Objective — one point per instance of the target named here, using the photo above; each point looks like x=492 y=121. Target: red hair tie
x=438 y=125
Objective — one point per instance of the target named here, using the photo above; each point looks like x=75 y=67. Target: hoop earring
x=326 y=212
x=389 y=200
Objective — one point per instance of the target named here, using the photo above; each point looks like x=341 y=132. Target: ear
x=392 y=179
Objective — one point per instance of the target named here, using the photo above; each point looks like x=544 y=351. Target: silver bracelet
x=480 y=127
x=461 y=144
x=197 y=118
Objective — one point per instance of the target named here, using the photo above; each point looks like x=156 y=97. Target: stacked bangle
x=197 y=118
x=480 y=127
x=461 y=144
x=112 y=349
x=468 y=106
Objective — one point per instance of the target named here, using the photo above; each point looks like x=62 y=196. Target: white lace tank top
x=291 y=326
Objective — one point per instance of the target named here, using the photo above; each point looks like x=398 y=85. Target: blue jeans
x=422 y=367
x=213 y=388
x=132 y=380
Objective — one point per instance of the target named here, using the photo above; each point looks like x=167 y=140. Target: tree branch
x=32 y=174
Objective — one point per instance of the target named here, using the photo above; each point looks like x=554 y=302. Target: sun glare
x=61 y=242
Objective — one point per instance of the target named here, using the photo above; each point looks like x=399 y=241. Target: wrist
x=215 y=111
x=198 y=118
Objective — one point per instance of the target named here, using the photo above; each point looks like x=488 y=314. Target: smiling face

* * *

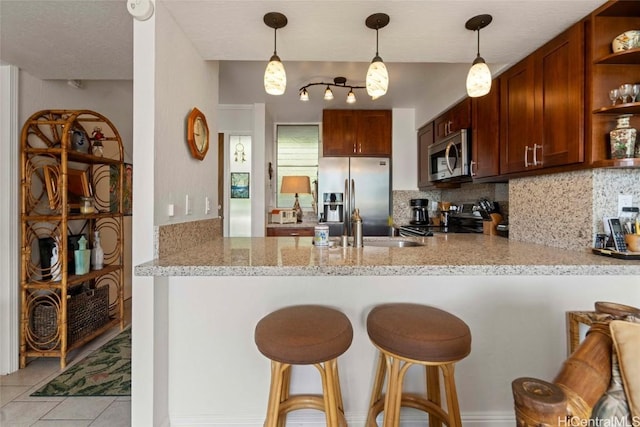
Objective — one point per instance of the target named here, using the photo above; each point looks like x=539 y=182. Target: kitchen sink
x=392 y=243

• **WRITTEN EXERCISE**: Rewrite the stretch of records from the line containing "red hair tie" through the line containing "x=389 y=200" as a two-column CSV with the headers record_text and answer, giving one row per record alongside its answer. Put each value in a single quoted field and turn any line breaks into spaces.

• **FINAL ANSWER**:
record_text,answer
"Objective — one point per instance of the target named here, using the photo above; each point looks like x=492 y=121. Target: red hair tie","x=438 y=125"
"Objective — one point per instance of the target named here, using the photo above; each point looks like x=75 y=67. Target: hoop earring","x=326 y=212 x=389 y=200"